[TAREA INDICADA A] Según el fragmento sobre la comida en el monasterio, ¿cómo se llama el brebaje de agua avinagrada caliente que se sirve a los monjes sedientos?

##############################

Se coloca en medio del refectorio, y dice en voz alta: "Si alguno tiene sed, que no tenga miedo a decirlo." Nuestro buen Sylverio nos hace una seña para que no digamos nada. Ni nos movemos, ya nos ha demostrado que es hombre de buen sentido y merecedor de nuestra confianza.

Tras estas palabras, algunos monjes que parece ser que todavía están sedientos dicen: "benedic", bendice.


Entonces, el de las llaves sirve a los necesitados de bendición un brebaje de agua avinagrada caliente llamada "Pusca calda". Nuestro indispensable Sylverio nos comenta que hoy es agua con vinagre, pero otros días es caldo de hervir bledos mezclado con vinagre, llamado “Cum iota”, y que a los sedientos no les importaba porque el vinagre, a fin de cuentas, es vino agrio. Y saben bien que de un mal vino siempre sale un buen vinagre.

Llega el postre, esto se acaba. Sylverio nos dice que habitualmente son manzanas de los árboles del monasterio, pero que también suelen tomar algunas cosas dulces y pensamos en el chocolate que todavía no ha llegado de América.

 Nos es servido un turrón de almendras regado con un chorrito de vino dulce, pensamos en los que repitieron la pusca calda y nos guiñamos un ojo de complicidad con nuestro benedictino, quien ya nos cae tan simpático que nos dan ganas de invitarle a un café, olvidando que seguimos estando en el siglo XII.

Pero cuidado, que todavía queda el "plato de misericordia". Si alguien quedó con gana puede pedir un poco de queso o unos huevos hervidos, pero en esta ocasión parece como que todo el mundo quedó satisfecho y nadie solicita este resopón.

##############################

[TAREA INDICADA B] Actualiza el tramo del listado que va desde su primera línea hasta la línea que contiene "Query: whole feijoa fruit", ambas incluidas, cambiando "marker" por "pin" sin alterar nada más. Devuelve únicamente esas líneas.

[Registros]
##############################

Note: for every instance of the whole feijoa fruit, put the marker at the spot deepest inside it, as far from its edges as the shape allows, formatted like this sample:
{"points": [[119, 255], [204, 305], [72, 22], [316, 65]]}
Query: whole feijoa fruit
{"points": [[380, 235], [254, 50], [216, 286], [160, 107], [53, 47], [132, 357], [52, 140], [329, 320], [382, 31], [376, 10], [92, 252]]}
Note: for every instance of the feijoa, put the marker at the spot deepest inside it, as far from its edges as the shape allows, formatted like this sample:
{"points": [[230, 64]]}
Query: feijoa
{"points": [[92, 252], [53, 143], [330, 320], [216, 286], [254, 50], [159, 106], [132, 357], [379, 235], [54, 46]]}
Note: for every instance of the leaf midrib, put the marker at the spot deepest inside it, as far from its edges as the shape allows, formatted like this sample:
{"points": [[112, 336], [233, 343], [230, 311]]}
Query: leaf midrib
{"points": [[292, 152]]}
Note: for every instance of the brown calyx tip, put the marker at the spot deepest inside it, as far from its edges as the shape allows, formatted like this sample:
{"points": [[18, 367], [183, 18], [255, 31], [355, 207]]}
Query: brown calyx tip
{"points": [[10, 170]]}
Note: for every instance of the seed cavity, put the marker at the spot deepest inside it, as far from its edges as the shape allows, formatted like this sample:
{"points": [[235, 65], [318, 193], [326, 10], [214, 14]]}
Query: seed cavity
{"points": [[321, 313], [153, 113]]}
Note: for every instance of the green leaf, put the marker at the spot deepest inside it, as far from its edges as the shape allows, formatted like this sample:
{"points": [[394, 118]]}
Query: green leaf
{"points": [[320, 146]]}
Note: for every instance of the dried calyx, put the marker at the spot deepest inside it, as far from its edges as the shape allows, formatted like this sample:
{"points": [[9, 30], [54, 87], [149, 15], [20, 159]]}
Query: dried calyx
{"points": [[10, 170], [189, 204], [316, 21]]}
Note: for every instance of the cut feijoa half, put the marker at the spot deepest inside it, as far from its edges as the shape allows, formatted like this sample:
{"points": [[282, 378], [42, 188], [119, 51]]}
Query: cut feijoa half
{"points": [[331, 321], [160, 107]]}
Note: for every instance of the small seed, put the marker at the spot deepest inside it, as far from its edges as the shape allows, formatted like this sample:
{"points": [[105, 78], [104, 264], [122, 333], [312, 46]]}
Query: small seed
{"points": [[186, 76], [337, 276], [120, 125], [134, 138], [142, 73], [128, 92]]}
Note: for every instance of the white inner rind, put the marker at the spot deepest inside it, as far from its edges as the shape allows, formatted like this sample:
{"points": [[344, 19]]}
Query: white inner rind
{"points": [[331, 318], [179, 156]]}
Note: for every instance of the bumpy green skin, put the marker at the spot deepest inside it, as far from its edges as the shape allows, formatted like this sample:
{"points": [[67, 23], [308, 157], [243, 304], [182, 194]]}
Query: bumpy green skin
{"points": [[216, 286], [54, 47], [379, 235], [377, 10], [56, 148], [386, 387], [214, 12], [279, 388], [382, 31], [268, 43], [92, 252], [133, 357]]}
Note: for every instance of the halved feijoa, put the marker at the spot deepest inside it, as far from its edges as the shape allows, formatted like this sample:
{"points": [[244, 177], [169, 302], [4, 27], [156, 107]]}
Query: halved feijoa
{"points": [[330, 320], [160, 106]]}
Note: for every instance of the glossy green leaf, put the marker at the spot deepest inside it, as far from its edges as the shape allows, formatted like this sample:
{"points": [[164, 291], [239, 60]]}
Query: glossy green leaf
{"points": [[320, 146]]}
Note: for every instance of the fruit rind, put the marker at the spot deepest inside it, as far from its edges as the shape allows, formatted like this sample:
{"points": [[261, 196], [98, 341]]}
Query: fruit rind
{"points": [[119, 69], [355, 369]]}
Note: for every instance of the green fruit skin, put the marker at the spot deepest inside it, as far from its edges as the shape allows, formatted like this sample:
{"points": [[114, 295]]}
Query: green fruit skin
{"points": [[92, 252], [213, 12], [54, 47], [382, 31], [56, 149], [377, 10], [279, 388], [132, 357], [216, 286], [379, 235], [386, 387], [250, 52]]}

##############################

[RESULTADO FINAL A] Se llama "Pusca calda".

[RESULTADO FINAL B]
Note: for every instance of the whole feijoa fruit, put the pin at the spot deepest inside it, as far from its edges as the shape allows, formatted like this sample:
{"points": [[119, 255], [204, 305], [72, 22], [316, 65]]}
Query: whole feijoa fruit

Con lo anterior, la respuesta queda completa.